Given passage =
I realized just how much I had been working when, amidst cleaning the house, giving instructions to our friend for dog-sitting, and packing for the trip, I couldn’t seem to even find the time to put up a post about going on vacation and essentially being “off the grid” for a week.

There is no internet or wi-fi on this plot of land that sits directly on the waterway, and cell phone reception is spotty at best. I was so excited for this! We had everything we needed in this house and in this place for an incredible vacation back home in South Carolina, just over three months after we’d moved to California. And I’m not going to lie, it was strange at first for both of us to get used to not working for a while – we’d practically been working nonstop since we moved.

I alerted everybody I worked with – all the fantastic writers in our online communities, Laura with CWC, my gracious and very understanding clients – and explained that I would be MIA for nine days, without internet connection. The responses wished me a fantastic time on our trip, mixed with a little bit of anxiety at my upcoming unavailability on multiple projects (though that was very humbling and flattering, to say the least). And I honestly didn’t think it was going to be that difficult, that I would have a stress-free, work-ignoring, removed-from-my-everyday-life vacation. Nor did I really think that my short hiatus would be that greatly noticed.

Items listed in a dataset

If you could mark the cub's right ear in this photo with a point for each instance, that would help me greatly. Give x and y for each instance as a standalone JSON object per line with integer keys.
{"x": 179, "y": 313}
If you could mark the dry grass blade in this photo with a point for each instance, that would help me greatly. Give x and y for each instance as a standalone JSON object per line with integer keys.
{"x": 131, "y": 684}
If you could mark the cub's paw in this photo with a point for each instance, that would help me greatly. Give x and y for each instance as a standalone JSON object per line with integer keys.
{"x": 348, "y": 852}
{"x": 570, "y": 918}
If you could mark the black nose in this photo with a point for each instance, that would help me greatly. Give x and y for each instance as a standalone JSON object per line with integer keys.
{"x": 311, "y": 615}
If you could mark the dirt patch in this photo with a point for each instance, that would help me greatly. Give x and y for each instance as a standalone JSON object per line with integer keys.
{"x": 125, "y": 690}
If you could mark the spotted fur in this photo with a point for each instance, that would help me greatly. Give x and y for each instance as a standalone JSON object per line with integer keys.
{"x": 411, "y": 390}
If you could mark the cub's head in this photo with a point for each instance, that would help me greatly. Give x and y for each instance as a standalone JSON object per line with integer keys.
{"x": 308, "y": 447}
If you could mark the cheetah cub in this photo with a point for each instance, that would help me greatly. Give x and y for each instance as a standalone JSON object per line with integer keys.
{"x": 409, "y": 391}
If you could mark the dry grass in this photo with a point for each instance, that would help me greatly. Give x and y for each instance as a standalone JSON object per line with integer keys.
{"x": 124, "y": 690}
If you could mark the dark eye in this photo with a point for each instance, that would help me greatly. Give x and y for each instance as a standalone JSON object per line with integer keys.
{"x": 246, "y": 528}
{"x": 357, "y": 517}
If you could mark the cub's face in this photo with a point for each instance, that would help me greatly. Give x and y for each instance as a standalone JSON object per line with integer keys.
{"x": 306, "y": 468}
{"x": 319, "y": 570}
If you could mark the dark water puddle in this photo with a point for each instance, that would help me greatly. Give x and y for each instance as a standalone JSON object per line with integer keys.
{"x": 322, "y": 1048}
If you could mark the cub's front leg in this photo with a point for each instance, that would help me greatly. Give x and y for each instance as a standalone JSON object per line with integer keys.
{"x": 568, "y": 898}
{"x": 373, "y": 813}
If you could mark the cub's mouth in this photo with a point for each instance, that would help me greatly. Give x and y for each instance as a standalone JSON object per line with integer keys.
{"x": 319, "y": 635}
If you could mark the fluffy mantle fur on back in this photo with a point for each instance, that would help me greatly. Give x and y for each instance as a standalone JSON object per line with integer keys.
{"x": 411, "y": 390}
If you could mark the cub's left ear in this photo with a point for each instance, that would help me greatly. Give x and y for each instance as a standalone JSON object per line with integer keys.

Problem to work on = Reproduce, word for word, the whole passage about going off the grid for a vacation in South Carolina. The listing isn't needed for anything here.

Exercise response =
I realized just how much I had been working when, amidst cleaning the house, giving instructions to our friend for dog-sitting, and packing for the trip, I couldn’t seem to even find the time to put up a post about going on vacation and essentially being “off the grid” for a week.

There is no internet or wi-fi on this plot of land that sits directly on the waterway, and cell phone reception is spotty at best. I was so excited for this! We had everything we needed in this house and in this place for an incredible vacation back home in South Carolina, just over three months after we’d moved to California. And I’m not going to lie, it was strange at first for both of us to get used to not working for a while – we’d practically been working nonstop since we moved.

I alerted everybody I worked with – all the fantastic writers in our online communities, Laura with CWC, my gracious and very understanding clients – and explained that I would be MIA for nine days, without internet connection. The responses wished me a fantastic time on our trip, mixed with a little bit of anxiety at my upcoming unavailability on multiple projects (though that was very humbling and flattering, to say the least). And I honestly didn’t think it was going to be that difficult, that I would have a stress-free, work-ignoring, removed-from-my-everyday-life vacation. Nor did I really think that my short hiatus would be that greatly noticed.